---------- Task material
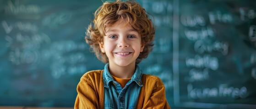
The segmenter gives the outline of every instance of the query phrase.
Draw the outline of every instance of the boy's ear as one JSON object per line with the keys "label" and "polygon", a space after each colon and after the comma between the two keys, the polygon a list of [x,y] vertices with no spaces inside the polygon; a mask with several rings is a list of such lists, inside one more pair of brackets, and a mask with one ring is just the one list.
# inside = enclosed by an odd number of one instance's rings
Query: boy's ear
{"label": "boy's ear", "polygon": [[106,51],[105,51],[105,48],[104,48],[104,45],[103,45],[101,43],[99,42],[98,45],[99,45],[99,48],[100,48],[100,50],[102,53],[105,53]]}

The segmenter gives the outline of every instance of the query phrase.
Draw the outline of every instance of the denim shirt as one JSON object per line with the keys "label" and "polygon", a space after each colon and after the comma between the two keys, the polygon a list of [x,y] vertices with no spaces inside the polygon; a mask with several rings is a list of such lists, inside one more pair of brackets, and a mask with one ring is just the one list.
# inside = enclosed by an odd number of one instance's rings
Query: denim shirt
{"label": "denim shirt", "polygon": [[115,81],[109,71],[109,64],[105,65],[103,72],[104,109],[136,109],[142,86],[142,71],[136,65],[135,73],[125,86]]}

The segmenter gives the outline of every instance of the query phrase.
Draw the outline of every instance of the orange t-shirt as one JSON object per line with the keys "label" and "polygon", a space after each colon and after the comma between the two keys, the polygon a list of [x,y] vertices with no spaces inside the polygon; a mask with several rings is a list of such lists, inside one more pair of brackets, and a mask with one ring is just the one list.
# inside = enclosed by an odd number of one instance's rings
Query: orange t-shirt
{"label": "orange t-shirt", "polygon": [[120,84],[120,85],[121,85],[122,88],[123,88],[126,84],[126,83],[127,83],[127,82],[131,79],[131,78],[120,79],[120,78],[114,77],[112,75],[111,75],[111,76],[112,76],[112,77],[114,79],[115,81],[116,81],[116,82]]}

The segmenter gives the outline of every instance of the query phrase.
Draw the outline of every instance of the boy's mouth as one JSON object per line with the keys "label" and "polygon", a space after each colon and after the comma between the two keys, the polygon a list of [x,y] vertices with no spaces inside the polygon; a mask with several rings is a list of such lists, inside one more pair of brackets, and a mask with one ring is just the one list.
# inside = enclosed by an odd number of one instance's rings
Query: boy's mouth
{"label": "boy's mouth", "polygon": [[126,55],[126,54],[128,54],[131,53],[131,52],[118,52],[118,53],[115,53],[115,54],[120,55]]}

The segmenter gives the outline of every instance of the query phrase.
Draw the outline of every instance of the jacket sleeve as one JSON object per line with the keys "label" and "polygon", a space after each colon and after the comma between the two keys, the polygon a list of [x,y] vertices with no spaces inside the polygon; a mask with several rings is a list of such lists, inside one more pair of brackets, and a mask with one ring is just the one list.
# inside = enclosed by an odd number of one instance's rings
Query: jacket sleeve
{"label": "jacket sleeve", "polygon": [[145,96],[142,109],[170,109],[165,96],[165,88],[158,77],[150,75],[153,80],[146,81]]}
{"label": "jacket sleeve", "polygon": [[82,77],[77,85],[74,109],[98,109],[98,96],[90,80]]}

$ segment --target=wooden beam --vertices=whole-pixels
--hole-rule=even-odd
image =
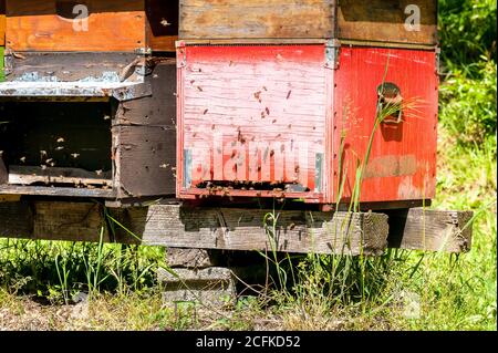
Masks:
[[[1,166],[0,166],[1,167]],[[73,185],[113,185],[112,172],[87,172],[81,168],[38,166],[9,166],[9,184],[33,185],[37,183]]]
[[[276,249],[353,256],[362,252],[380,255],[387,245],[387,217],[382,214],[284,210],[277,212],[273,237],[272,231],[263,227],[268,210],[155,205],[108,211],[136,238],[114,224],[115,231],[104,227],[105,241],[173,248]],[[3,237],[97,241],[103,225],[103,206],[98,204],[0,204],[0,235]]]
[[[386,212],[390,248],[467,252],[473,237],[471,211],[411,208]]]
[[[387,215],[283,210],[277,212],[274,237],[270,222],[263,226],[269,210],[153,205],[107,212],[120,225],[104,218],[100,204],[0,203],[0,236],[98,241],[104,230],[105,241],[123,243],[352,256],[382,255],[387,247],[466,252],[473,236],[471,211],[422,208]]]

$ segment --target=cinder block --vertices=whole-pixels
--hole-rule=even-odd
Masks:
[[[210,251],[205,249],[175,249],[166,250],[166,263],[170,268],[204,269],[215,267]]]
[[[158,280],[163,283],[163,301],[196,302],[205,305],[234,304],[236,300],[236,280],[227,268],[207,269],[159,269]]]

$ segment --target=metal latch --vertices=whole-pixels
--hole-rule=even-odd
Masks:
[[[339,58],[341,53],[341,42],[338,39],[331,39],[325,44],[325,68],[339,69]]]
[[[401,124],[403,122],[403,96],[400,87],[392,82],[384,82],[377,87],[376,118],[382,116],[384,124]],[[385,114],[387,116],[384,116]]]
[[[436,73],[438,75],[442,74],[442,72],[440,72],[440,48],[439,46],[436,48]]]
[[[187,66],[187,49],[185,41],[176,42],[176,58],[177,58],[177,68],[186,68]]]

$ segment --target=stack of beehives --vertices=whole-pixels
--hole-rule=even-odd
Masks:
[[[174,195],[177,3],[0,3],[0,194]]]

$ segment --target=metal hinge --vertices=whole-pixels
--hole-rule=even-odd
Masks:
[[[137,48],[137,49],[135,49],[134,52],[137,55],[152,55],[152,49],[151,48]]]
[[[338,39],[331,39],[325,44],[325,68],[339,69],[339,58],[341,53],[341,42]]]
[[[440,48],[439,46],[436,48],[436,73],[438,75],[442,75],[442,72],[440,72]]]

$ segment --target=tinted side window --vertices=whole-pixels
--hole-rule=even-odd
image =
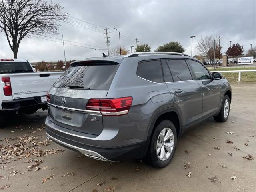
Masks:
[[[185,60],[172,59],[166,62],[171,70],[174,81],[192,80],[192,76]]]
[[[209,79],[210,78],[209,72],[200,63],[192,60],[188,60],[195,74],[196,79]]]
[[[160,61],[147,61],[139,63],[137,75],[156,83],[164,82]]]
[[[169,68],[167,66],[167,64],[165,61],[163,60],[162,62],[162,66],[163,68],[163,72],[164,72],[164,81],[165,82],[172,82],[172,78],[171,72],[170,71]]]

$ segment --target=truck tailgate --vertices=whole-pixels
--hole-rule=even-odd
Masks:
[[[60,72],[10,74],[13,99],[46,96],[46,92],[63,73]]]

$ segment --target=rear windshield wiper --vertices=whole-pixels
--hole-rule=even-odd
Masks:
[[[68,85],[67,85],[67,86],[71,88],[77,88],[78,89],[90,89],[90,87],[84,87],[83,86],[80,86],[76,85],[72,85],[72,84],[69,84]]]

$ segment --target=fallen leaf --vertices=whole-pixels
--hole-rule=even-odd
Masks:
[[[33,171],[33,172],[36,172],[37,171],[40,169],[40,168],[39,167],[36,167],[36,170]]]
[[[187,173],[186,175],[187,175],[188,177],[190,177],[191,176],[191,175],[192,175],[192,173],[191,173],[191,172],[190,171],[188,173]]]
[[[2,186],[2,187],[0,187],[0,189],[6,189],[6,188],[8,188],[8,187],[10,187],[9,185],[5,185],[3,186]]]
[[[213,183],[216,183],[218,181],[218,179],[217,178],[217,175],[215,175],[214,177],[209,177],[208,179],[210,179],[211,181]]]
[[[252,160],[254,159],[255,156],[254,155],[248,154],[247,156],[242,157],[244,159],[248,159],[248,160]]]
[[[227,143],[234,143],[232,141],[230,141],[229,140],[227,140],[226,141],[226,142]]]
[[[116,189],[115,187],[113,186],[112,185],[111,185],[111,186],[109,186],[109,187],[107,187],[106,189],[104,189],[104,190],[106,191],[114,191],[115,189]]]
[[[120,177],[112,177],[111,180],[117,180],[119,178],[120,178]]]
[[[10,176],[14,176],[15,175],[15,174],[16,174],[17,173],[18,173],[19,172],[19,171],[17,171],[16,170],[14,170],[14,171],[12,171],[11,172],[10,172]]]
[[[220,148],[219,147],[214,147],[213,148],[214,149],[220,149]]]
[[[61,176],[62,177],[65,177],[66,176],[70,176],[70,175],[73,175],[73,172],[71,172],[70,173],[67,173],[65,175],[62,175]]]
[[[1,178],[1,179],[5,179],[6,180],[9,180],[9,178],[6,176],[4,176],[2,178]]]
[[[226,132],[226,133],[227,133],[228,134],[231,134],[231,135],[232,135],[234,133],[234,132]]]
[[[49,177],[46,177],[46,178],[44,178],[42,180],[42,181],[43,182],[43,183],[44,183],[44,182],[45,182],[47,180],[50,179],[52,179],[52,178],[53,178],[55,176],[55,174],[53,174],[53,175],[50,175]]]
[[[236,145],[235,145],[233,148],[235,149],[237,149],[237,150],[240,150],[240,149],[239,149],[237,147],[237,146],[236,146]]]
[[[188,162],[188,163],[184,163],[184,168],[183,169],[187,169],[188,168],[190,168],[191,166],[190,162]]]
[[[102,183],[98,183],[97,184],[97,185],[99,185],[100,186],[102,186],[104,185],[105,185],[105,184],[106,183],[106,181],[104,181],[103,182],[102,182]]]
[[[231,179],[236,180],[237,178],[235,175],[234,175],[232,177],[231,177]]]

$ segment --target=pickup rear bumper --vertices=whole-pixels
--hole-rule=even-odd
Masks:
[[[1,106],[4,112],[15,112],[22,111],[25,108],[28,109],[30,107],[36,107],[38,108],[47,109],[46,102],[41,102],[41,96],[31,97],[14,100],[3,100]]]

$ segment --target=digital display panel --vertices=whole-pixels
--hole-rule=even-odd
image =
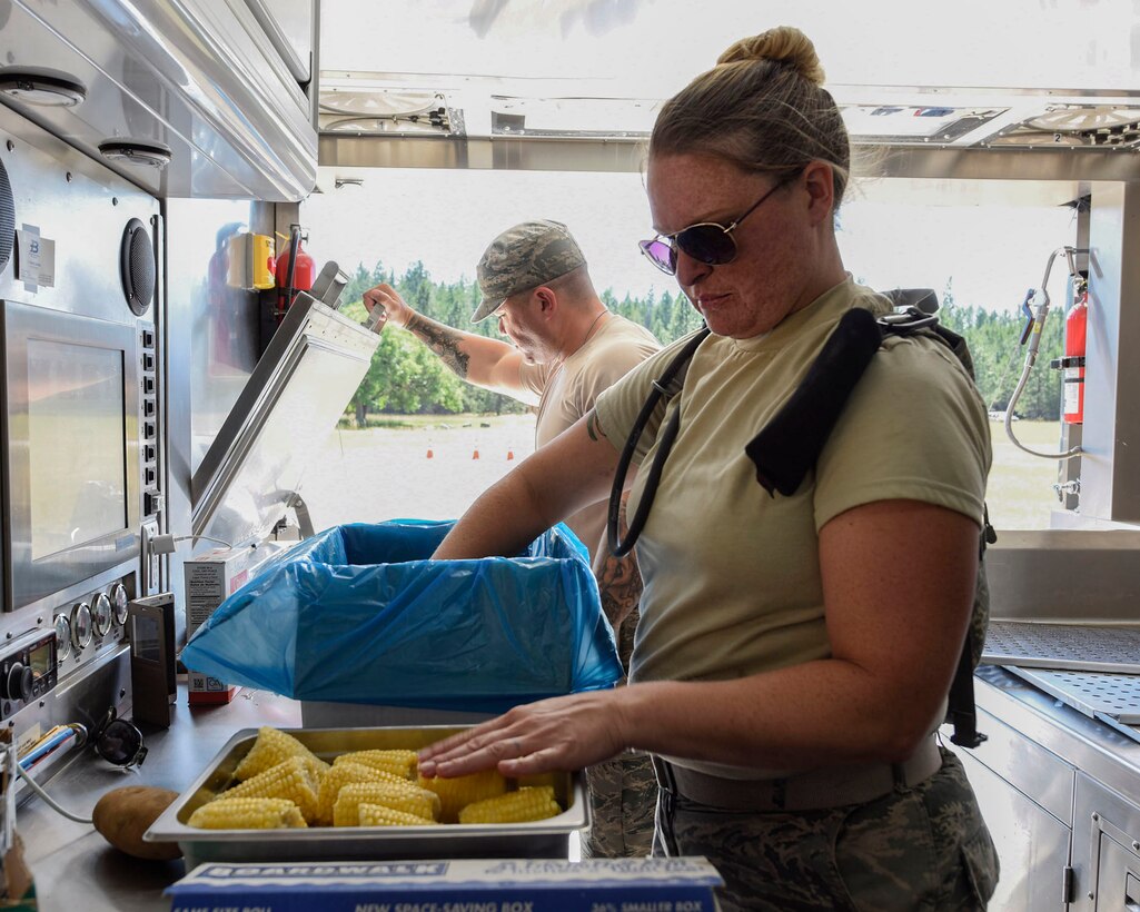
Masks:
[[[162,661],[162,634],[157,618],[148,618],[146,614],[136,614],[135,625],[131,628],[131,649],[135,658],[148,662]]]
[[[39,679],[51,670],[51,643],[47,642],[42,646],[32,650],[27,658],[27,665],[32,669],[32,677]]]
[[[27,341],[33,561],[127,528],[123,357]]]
--------------------
◆ Exercise aim
Find the line that contains "rear bumper --vertices=whole-pixels", then write out that line and every line after it through the end of the records, exactly. Leave the pictures out.

◆ Answer to this problem
$ segment --target=pickup rear bumper --vertices=whole-pixels
--hole-rule=even-odd
Masks:
[[[1,106],[4,112],[15,112],[22,111],[25,108],[28,109],[30,107],[36,107],[38,108],[47,109],[46,102],[41,102],[41,96],[31,97],[14,100],[3,100]]]

$ segment --target=digital display panel --vertices=whole-pixels
--hole-rule=even-odd
image =
Masks:
[[[162,661],[162,634],[157,618],[148,618],[146,614],[136,614],[135,625],[131,628],[131,649],[135,658],[148,662]]]
[[[39,679],[51,670],[51,643],[47,642],[42,646],[32,650],[27,658],[27,665],[32,669],[32,677]]]
[[[27,341],[33,561],[127,528],[123,357]]]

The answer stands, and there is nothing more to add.